# WHAT YOU NEED TO DO
A. List every pitcher the All-Star Game article names.
B. Retype the All-Star Game article's wording exactly, from "It was a night" to "League won 4-3.".

EXTRACT Block Start

All-Star Game MVP Shane Bieber gives Cleveland an inning to remember
MLB 

CLEVELAND – Indians pitcher Shane Bieber took a second to hear the home crowd at Progressive Field chanting his name during the fifth inning of Tuesday’s All-Star Game.

“I kind of stepped off the back of the mound after one of my pitches,” Bieber said. “I wasn’t able to totally look up and see everything because there was so much going on, but I heard everything and soaked it all in. I can’t really thank the fans (enough) for creating that moment for me and making it so special.”

It was a night of poignant moments for Cleveland pitchers past and present. Carlos Carrasco, who is fighting chronic myeloid leukemia, was honored as part of the “Stand Up to Cancer” campaign. Former Indians pitcher CC Sabathia received a standing ovation after a mound visit in the ninth inning. That was part of the script for a special night in which the American League won 4-3.

Bieber provided the topper by striking out the side in the fifth inning. He earned All-Star Game MVP honors and joined former Cleveland catcher Sandy Alomar Jr. (1997) and Boston pitcher Pedro Martinez (1999) as the only players to earn that honor in their home park.

“I kind of lost feeling in my body,” Bieber said of when he was greeted at the top of the dugout by teammate Francisco Lindor after striking out the side. “To be able to do it in front of the home crowd in my first All-Star Game is definitely not something I expected, especially being added to the game four or five days ago.”

EXTRACT Block End
DATA Block Start

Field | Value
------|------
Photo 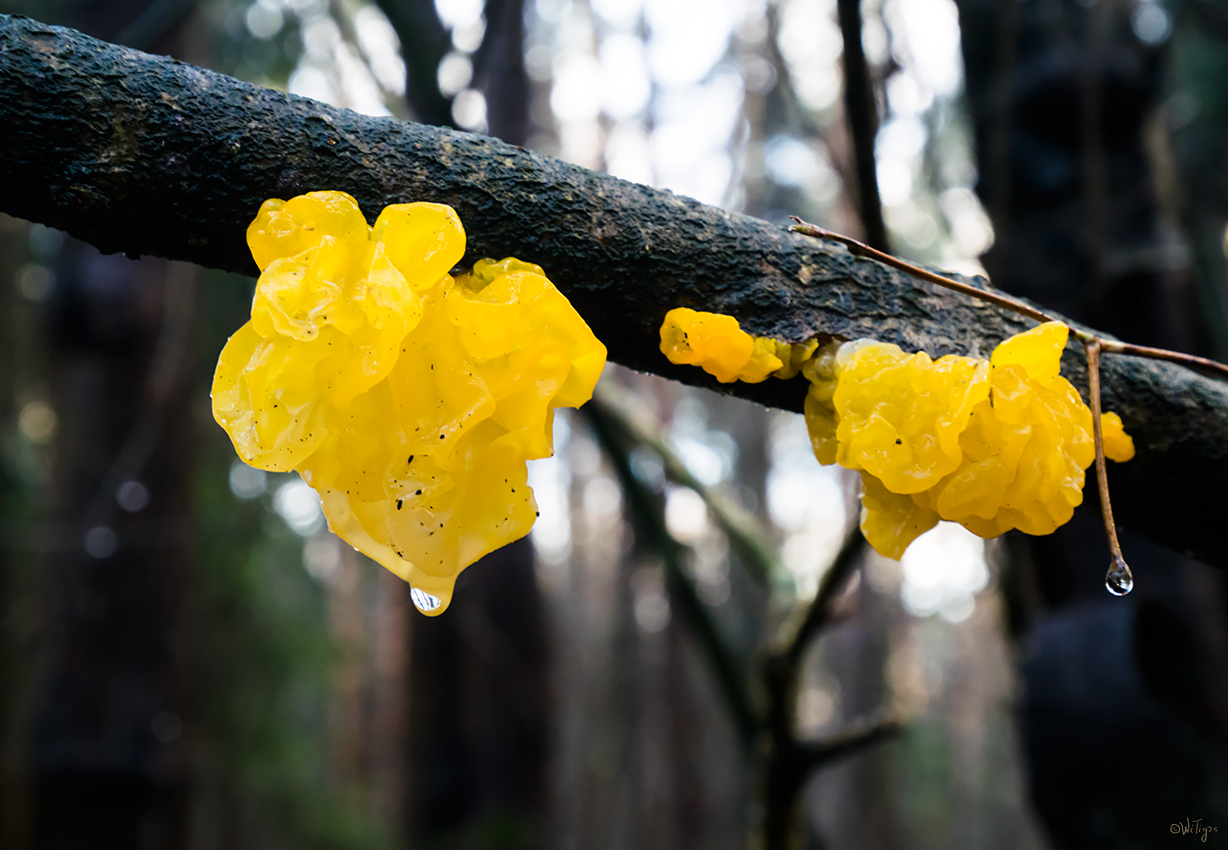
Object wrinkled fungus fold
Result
[212,192,605,615]
[661,310,1135,558]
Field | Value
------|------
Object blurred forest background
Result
[0,0,1228,850]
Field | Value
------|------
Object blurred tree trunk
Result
[0,0,196,850]
[959,0,1228,849]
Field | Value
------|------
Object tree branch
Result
[7,16,1228,566]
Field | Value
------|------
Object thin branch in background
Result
[985,0,1019,281]
[798,714,905,770]
[376,0,456,127]
[790,215,1228,377]
[785,528,866,667]
[836,0,890,251]
[581,400,759,754]
[591,383,783,587]
[115,0,196,52]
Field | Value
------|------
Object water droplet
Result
[409,587,443,614]
[1104,556,1135,596]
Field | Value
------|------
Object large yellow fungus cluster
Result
[212,192,605,614]
[662,311,1133,558]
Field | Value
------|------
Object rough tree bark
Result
[0,16,1228,566]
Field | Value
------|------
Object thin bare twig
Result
[1084,339,1133,596]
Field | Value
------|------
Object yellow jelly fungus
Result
[661,307,785,383]
[1100,413,1135,463]
[212,192,605,615]
[661,311,1133,558]
[803,322,1133,558]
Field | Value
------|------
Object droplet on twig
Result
[1104,555,1135,596]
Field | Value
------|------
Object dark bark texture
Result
[0,17,1228,566]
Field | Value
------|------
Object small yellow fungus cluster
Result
[212,192,605,614]
[661,307,818,383]
[661,311,1135,558]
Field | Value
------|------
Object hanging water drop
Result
[409,587,443,614]
[1104,556,1135,596]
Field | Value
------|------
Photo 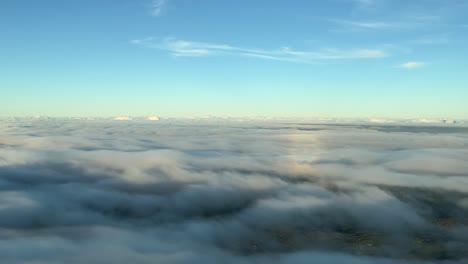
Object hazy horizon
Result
[0,0,468,119]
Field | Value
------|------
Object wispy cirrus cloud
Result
[151,0,168,17]
[131,37,388,63]
[329,19,399,29]
[397,61,428,70]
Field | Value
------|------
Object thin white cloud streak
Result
[151,0,167,17]
[330,19,399,29]
[131,38,388,63]
[397,61,428,70]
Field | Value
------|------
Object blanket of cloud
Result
[0,119,468,264]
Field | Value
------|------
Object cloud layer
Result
[0,120,468,263]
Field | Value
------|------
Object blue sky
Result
[0,0,468,118]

DATA Block End

# ANSWERS TO THIS EXERCISE
A. Shane Bieber, Carlos Carrasco, CC Sabathia, Pedro Martinez

B.
It was a night of poignant moments for Cleveland pitchers past and present. Carlos Carrasco, who is fighting chronic myeloid leukemia, was honored as part of the “Stand Up to Cancer” campaign. Former Indians pitcher CC Sabathia received a standing ovation after a mound visit in the ninth inning. That was part of the script for a special night in which the American League won 4-3.